CakNun.com

Empat Cara Menerobos Kebuntuan

Mustofa W. Hasyim
Waktu baca ± 2 menit
Photo by Steve Johnson on Unsplash

Dalam kondisi politik, ekonomi, budaya, hukum, dan sosial mengalami semacam kebuntuan yang diperlukan adalah keberanian. Keberanian untuk mengembangkan ide dan imajinasi disertai niat kuat untuk menerobos kebuntuan. Kebuntuan itu bisa berwujud ketidakpastian masa depan, kejumudan berpikir dan penolakan terhadap perubahan gradual atau perubahan drastis.

Kebuntuan itu dapat berwujud adanya tabir misterius yang seperti tidak tampak adanya tetapi terasa menghadang adanya. Seperti ada tembok, semacam mental blok yang bekerja otomatis di tengah masyarakat. Ini biasanya membuat bingung, frustrasi, apatis pada sebagian orang, tetapi justru menguatkan militansi untuk melakukan perubahan pada sebagian orang yang lain. Adanya tembok dan kebuntuan itu justru mempersubur semangat juang.

Nah, bagi orang yang memiliki mentalitas pendaki gunung, berapapun tinggi gunung pasti bisa didaki. Ia ingin melampaui puncak gunung, termasuk puncak gunung kesulitan apapun.

Intinya adalah bagaimana melampaui puncak hambatan, puncak gunung, puncak tembok dan puncak kebuntuan.

Cara paling klasik adalah dengan mendaki, walau gunung atau penghalang ini berbentuk tebing terjal dengan garis kemiringan mendekati sembilan puluh derajat. Kan sudah ada ilmu dan teknologi memanjat tebing yang biasa dipergunakan oleh pendaki dan pasukan komando?

Mendaki adalah cara paling klasik yang memungkinkan orang melampaui puncak pembatas Itu. Ini merupakan cara pertama.

Cara kedua adalah dengan membuat pesawat terbang untuk melampaui tembok pembatas atau bahkan gunung yang tinggi sekali pun. Diperlukan daya angkat dan daya angkut yang kuat pada pesawat ini. Tentu instrumen terbang ini memerlukan stok energi yang banyak.

- [INFORMASI YANG DITAMPILKAN]:

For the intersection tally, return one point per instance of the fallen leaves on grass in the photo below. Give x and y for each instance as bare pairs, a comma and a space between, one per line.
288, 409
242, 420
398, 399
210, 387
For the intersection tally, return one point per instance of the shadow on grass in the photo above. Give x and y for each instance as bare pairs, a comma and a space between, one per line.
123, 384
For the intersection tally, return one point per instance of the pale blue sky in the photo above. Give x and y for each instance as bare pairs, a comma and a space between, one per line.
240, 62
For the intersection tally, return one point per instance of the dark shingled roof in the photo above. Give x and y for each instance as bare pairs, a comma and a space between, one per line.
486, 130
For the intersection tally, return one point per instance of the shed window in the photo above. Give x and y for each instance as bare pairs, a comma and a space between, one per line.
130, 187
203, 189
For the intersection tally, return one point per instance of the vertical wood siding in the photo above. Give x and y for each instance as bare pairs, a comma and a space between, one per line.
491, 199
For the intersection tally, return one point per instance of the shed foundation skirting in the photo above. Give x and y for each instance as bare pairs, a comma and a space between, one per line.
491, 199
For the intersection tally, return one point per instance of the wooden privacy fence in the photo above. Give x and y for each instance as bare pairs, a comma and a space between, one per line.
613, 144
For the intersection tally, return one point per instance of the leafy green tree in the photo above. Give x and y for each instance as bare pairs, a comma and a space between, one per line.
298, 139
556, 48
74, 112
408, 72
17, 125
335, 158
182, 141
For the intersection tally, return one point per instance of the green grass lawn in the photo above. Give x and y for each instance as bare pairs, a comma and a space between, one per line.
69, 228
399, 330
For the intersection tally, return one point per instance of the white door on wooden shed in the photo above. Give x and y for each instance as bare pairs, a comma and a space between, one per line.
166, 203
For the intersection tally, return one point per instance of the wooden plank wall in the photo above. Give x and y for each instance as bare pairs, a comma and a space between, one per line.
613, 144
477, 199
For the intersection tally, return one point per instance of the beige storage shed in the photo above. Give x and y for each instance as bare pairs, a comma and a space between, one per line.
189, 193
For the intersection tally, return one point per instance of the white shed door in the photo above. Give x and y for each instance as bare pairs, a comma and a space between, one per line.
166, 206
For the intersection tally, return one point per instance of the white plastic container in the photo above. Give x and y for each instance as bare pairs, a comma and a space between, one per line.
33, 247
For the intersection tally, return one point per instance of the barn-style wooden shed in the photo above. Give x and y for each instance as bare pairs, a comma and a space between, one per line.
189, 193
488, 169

- [LATIHAN TERTULIS 1]: Tulis ulang seluruh bagian teks tentang menerobos kebuntuan, mulai dari "Nah, bagi orang" sampai ke "dan puncak kebuntuan.", dengan mengganti "mentalitas pendaki gunung" menjadi "semangat pendaki gunung".
- [LATIHAN TERTULIS 2]: Lanjutkan teks tentang menerobos kebuntuan setelah kalimat terakhir yang ditampilkan.
Item-item tersebut adalah bahan tersendiri yang terpisah dari teks tentang menerobos kebuntuan.

- [HASIL 1]:
Nah, bagi orang yang memiliki semangat pendaki gunung, berapapun tinggi gunung pasti bisa didaki. Ia ingin melampaui puncak gunung, termasuk puncak gunung kesulitan apapun.

Intinya adalah bagaimana melampaui puncak hambatan, puncak gunung, puncak tembok dan puncak kebuntuan.

- [HASIL 2]:
Sekarang ada yang lebih praktis, hemat energi dan hemat risiko, yaitu dengan menerbangkan mata kita, panca indera kita, pikiran dan kesadaran kita dengan menggunakan pesawat drone. Pesawat tanpa awak tetapi penuh alat pengintai bahkan kalau perlu membawa senjata ide untuk menaklukkan musuh di balik gunung.

Cara keempat adalah dengan menggali dan membuat tunnel atau terowongan di bawah permukaan tanah. Terowongan ini memungkinkan gerakan bawah tanah menjadi efektif untuk menerobos tembok atau kebuntuan itu. Tentu terowongan yang efektif memiliki tingkat rahasia lokasi, rahasia struktur dan infrastruktur terowongan dan tingkat kedap suara yang prima. Kekuatan terowongan memang terletak pada kegaibannya, bukan pada kesyahadahannya.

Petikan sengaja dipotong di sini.